■ **WHAT NEEDS TO BE DONE**:
Rewrite every row below, replacing "pixel coordinates" with "corner coordinates" and leaving all other text unchanged.

■ **RECORDS FOR THE EXERCISE**:
══════════

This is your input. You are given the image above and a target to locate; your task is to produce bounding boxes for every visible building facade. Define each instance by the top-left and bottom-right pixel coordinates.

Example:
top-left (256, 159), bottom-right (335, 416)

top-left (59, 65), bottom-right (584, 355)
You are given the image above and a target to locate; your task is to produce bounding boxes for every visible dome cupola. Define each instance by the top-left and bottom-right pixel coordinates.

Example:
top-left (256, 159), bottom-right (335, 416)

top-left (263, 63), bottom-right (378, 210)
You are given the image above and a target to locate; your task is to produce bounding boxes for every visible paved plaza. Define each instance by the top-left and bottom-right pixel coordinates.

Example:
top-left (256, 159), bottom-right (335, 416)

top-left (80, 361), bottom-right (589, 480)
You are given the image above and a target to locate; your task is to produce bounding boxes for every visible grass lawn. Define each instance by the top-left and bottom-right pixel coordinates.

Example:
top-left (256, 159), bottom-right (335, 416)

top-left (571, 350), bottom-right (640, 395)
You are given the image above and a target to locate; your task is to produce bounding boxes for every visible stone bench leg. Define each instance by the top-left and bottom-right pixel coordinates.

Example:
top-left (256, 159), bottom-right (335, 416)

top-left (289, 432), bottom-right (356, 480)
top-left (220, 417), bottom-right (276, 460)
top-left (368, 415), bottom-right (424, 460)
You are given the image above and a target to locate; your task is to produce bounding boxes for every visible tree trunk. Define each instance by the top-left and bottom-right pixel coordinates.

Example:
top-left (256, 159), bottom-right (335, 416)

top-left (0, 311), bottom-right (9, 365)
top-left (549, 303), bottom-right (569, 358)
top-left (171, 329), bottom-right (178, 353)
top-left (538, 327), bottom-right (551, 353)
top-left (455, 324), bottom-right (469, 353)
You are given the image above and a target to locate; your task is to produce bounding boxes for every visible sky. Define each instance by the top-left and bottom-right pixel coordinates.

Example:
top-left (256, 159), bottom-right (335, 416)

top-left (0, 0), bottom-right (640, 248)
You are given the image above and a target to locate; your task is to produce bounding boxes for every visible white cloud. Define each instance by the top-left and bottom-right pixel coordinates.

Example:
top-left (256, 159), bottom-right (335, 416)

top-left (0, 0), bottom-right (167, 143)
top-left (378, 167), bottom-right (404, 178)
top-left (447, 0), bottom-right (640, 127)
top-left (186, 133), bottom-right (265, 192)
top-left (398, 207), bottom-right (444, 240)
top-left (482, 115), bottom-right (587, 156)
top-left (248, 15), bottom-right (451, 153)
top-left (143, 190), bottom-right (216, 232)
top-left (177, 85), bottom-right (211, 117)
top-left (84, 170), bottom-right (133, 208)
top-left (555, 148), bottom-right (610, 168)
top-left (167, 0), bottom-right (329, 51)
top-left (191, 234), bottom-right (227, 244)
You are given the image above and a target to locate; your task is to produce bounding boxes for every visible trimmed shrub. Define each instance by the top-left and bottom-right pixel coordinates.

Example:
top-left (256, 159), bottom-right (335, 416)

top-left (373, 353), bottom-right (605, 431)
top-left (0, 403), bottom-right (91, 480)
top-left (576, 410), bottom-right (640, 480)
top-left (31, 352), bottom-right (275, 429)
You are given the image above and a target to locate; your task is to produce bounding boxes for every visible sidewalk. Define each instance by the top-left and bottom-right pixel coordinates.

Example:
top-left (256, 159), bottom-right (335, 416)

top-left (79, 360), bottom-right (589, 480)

══════════

■ **OUTPUT FOR THIS EXERCISE**:
This is your input. You are given the image above and a target to locate; your task is to produce bounding boxes for every visible building facade. Define each instance by the top-left and bottom-right corner coordinates.

Example:
top-left (256, 159), bottom-right (335, 416)

top-left (59, 65), bottom-right (584, 355)
You are given the image above and a target to locate; your task is to produce bounding boxes for every visible dome cupola. Define each instance by the top-left and bottom-right corner coordinates.

Example:
top-left (256, 159), bottom-right (335, 416)

top-left (263, 63), bottom-right (378, 210)
You are given the image above and a target to locate; your task is to produce bounding boxes for every visible paved plaza. Define each instance by the top-left and bottom-right corner coordinates.

Example:
top-left (256, 159), bottom-right (335, 416)

top-left (80, 361), bottom-right (589, 480)
You are given the image above and a target to locate; your task is to produce bounding boxes for every visible grass lawn. Define each instance by the top-left and bottom-right corner coordinates.

Example:
top-left (256, 159), bottom-right (335, 416)

top-left (571, 350), bottom-right (640, 395)
You are given the image above and a target to locate; your task is to produce bounding boxes for every visible stone bench leg. Define each instance by the top-left and bottom-right corner coordinates.

Example:
top-left (256, 159), bottom-right (335, 416)

top-left (289, 432), bottom-right (356, 480)
top-left (220, 417), bottom-right (276, 460)
top-left (368, 415), bottom-right (424, 460)
You are given the image above and a target to locate; your task is to produce bounding boxes for every visible tree trunk. Define each instance by the top-left and bottom-right corner coordinates.

Example:
top-left (256, 159), bottom-right (335, 416)

top-left (0, 311), bottom-right (9, 365)
top-left (549, 303), bottom-right (569, 358)
top-left (171, 329), bottom-right (178, 353)
top-left (538, 327), bottom-right (551, 353)
top-left (455, 324), bottom-right (469, 353)
You are given the image above and a target to locate; your task is to produce bounding boxes for every visible sky. Define each instance by the top-left and bottom-right corner coordinates.

Example:
top-left (256, 159), bottom-right (335, 416)

top-left (0, 0), bottom-right (640, 248)
You are given the image above and a target to locate; your task is to produce bounding boxes for every visible white cloud. Define each instance by the top-left and bottom-right corner coordinates.

Example:
top-left (256, 159), bottom-right (335, 416)

top-left (0, 0), bottom-right (167, 143)
top-left (378, 167), bottom-right (404, 178)
top-left (447, 0), bottom-right (640, 127)
top-left (186, 133), bottom-right (265, 192)
top-left (398, 207), bottom-right (444, 240)
top-left (482, 115), bottom-right (587, 156)
top-left (248, 15), bottom-right (451, 153)
top-left (143, 190), bottom-right (216, 232)
top-left (177, 85), bottom-right (211, 117)
top-left (84, 170), bottom-right (133, 208)
top-left (555, 148), bottom-right (610, 168)
top-left (167, 0), bottom-right (329, 51)
top-left (191, 234), bottom-right (227, 244)
You are given the image above and a target to locate; your task is to produce bounding boxes for every visible trimmed shrub. Define each instance by the top-left and bottom-right corner coordinates.

Example:
top-left (256, 159), bottom-right (335, 416)

top-left (373, 353), bottom-right (605, 431)
top-left (0, 403), bottom-right (91, 480)
top-left (576, 410), bottom-right (640, 480)
top-left (31, 352), bottom-right (275, 429)
You are given the image above and a target to locate; your task is to produce bounding boxes for every visible sidewalk. Define each instance by the top-left and bottom-right corner coordinates.

Example:
top-left (256, 159), bottom-right (335, 416)

top-left (79, 360), bottom-right (589, 480)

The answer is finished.